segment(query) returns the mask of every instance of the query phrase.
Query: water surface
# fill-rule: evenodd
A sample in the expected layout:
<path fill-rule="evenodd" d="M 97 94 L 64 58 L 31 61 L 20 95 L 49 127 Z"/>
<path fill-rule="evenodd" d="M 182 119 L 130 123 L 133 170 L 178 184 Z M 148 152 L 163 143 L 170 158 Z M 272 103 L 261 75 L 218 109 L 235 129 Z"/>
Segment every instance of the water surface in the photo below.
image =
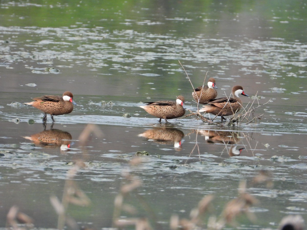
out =
<path fill-rule="evenodd" d="M 35 227 L 56 228 L 49 197 L 61 199 L 67 172 L 78 159 L 86 167 L 75 179 L 91 201 L 69 206 L 80 226 L 111 228 L 127 170 L 142 180 L 137 193 L 165 229 L 172 214 L 188 218 L 206 195 L 215 196 L 212 211 L 219 215 L 244 180 L 260 202 L 252 209 L 257 221 L 240 218 L 240 228 L 276 229 L 289 214 L 307 219 L 305 4 L 57 2 L 0 4 L 0 227 L 16 205 Z M 182 95 L 187 107 L 196 109 L 178 61 L 195 87 L 207 74 L 215 78 L 218 97 L 239 84 L 250 95 L 242 98 L 245 105 L 256 94 L 260 104 L 270 100 L 254 112 L 262 119 L 234 127 L 193 117 L 159 123 L 140 102 Z M 52 129 L 49 116 L 44 131 L 42 113 L 19 104 L 67 90 L 78 105 L 55 116 Z M 132 117 L 122 116 L 127 113 Z M 103 135 L 92 135 L 84 147 L 79 136 L 89 123 Z M 53 142 L 35 141 L 38 136 Z M 142 151 L 148 153 L 146 161 L 130 168 L 129 160 Z M 273 187 L 252 183 L 261 170 L 273 175 Z M 151 216 L 139 202 L 132 195 L 127 202 L 138 212 L 121 217 Z"/>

Exercise details »
Reproduce all of the data above character for character, but omit the picture from your copy.

Complete response »
segment(query) returns the mask of every instance of the query phrase.
Query: water surface
# fill-rule: evenodd
A sample in the expected layout:
<path fill-rule="evenodd" d="M 97 94 L 64 58 L 31 61 L 20 95 L 49 127 Z"/>
<path fill-rule="evenodd" d="M 182 119 L 130 123 L 133 170 L 178 184 Z M 148 152 L 163 143 L 170 158 Z M 272 103 L 261 75 L 218 109 L 235 129 Z"/>
Segment every instance of the water surface in the photo below.
image =
out =
<path fill-rule="evenodd" d="M 35 227 L 56 228 L 49 197 L 61 199 L 67 172 L 78 159 L 86 167 L 75 179 L 91 201 L 69 206 L 80 226 L 111 228 L 127 170 L 142 180 L 137 193 L 165 229 L 172 214 L 188 218 L 206 195 L 215 196 L 212 211 L 219 215 L 244 180 L 260 202 L 252 209 L 257 221 L 240 218 L 240 228 L 276 229 L 289 214 L 307 219 L 305 4 L 57 2 L 0 4 L 0 227 L 16 205 Z M 182 95 L 187 107 L 196 109 L 178 61 L 195 87 L 207 74 L 215 78 L 218 97 L 239 84 L 250 95 L 242 98 L 245 105 L 256 94 L 260 104 L 270 100 L 254 112 L 262 119 L 234 127 L 193 117 L 159 123 L 140 102 Z M 52 129 L 49 116 L 44 131 L 42 113 L 19 104 L 67 90 L 78 105 L 55 116 Z M 132 117 L 122 116 L 127 113 Z M 103 135 L 92 135 L 84 147 L 79 136 L 89 123 Z M 53 142 L 35 141 L 38 136 Z M 142 151 L 148 153 L 146 161 L 130 168 L 129 160 Z M 273 187 L 252 183 L 261 170 L 273 175 Z M 151 216 L 139 202 L 132 195 L 127 202 L 138 212 L 121 217 Z"/>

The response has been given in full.